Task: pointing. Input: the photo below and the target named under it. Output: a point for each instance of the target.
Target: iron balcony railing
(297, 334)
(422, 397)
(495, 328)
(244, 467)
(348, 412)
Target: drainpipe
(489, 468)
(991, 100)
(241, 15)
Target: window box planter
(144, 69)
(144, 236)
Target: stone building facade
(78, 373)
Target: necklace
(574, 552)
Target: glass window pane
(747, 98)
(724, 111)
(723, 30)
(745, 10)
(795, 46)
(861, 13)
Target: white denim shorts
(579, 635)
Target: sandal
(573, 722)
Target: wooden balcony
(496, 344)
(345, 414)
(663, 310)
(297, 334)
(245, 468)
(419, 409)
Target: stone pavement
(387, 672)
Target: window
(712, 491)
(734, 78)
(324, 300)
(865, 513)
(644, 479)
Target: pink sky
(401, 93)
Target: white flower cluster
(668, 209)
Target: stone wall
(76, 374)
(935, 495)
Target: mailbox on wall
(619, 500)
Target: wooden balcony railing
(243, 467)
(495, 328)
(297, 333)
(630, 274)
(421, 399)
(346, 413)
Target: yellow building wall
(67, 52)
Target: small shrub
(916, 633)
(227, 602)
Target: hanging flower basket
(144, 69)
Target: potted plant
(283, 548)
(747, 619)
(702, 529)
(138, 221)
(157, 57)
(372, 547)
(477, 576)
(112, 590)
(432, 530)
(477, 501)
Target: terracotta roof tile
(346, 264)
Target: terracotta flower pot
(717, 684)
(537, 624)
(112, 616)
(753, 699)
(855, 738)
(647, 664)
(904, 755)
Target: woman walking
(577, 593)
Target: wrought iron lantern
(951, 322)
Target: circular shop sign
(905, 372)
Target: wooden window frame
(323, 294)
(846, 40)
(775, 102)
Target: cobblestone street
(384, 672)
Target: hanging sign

**Work to complete:**
Please put every line of the records above into a numbered list, leaving out any blank lines.

**Answer to the task:**
1. Task: pointing. Input: the photo below and the target named under it. Output: a point for each instance of the target.
2. Target: iron balcony railing
3. (297, 334)
4. (422, 397)
5. (495, 328)
6. (244, 467)
7. (348, 412)
8. Target: drainpipe
9. (489, 468)
10. (991, 100)
11. (241, 15)
12. Target: window box planter
13. (144, 69)
14. (144, 236)
15. Target: stone building facade
16. (78, 373)
17. Target: necklace
18. (574, 552)
19. Target: glass window pane
20. (747, 98)
21. (724, 111)
22. (723, 30)
23. (745, 10)
24. (795, 46)
25. (861, 13)
26. Target: white denim shorts
27. (579, 635)
28. Target: sandal
29. (573, 722)
30. Target: wooden balcony
31. (496, 344)
32. (345, 414)
33. (663, 310)
34. (297, 334)
35. (245, 468)
36. (419, 409)
37. Target: stone pavement
38. (387, 672)
39. Target: window
40. (712, 491)
41. (734, 78)
42. (324, 300)
43. (865, 513)
44. (644, 479)
45. Target: pink sky
46. (401, 93)
47. Target: white flower cluster
48. (668, 209)
49. Target: stone wall
50. (76, 374)
51. (935, 495)
52. Target: mailbox on wall
53. (619, 500)
54. Target: wooden balcony railing
55. (243, 467)
56. (495, 328)
57. (297, 333)
58. (630, 274)
59. (421, 399)
60. (346, 413)
61. Target: yellow building wall
62. (67, 52)
63. Target: small shrub
64. (916, 633)
65. (227, 602)
66. Target: hanging flower basket
67. (144, 69)
68. Target: potted plant
69. (283, 548)
70. (747, 619)
71. (702, 529)
72. (138, 221)
73. (157, 57)
74. (372, 547)
75. (477, 576)
76. (112, 590)
77. (432, 530)
78. (477, 501)
79. Target: terracotta roof tile
80. (346, 264)
81. Target: terracotta flower pot
82. (717, 684)
83. (537, 624)
84. (112, 616)
85. (753, 699)
86. (855, 738)
87. (647, 664)
88. (904, 755)
89. Target: woman walking
90. (577, 593)
91. Target: wrought iron lantern
92. (951, 322)
93. Target: circular shop sign
94. (905, 372)
95. Target: wooden window frame
96. (323, 294)
97. (846, 40)
98. (775, 102)
99. Target: cobblestone street
100. (384, 672)
101. Target: hanging sign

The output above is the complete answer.